# How to market or advertise with JPSS?



## Danger Mouse (May 12, 2008)

I'm very new. I received an old heat Hix heat press from my dad when he printed stuff for his own personal use. Right now my capital is pretty low. I wanted to try to find some jobs printing just white shirts using JPSS.

I browsed through the marketing forum but didn't find much specifically dealing with JPSS. I figured since there were many users of this here it would be the best place to ask.

How do you market to customers when you're only using JPSS? Don't most customers ask you how you're going to print their shirt? Do they ever show that they may be hesitant to want to use an inkjet transfer? I want them to be able to feel confident that the product they will receive is going to be a good one. I know I can show them a sample, but what do you tell them when you print using this method?


----------



## DTFuqua (Jun 26, 2008)

don't be bashful, have some samples and show them what their getting. Have some at different stages of life( 2 washes, 5 washes...).Have confidence in your product and a lot of customers will feel the same confidence.


----------



## Rodney (Nov 3, 2004)

> _Information provided_:
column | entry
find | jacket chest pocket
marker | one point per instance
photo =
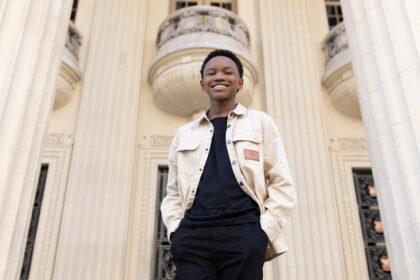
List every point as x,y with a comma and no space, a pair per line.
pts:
248,147
187,152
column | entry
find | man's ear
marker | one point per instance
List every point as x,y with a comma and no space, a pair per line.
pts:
202,85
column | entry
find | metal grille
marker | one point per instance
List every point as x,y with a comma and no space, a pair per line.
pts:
334,13
73,10
36,211
164,268
373,235
225,4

> _What is expected_: Repeat verbatim the passage of the JPSS marketing thread above between "# How to market" and "place to ask.", inclusive.

> _The reply_:
# How to market or advertise with JPSS?



## Danger Mouse (May 12, 2008)

I'm very new. I received an old heat Hix heat press from my dad when he printed stuff for his own personal use. Right now my capital is pretty low. I wanted to try to find some jobs printing just white shirts using JPSS.

I browsed through the marketing forum but didn't find much specifically dealing with JPSS. I figured since there were many users of this here it would be the best place to ask.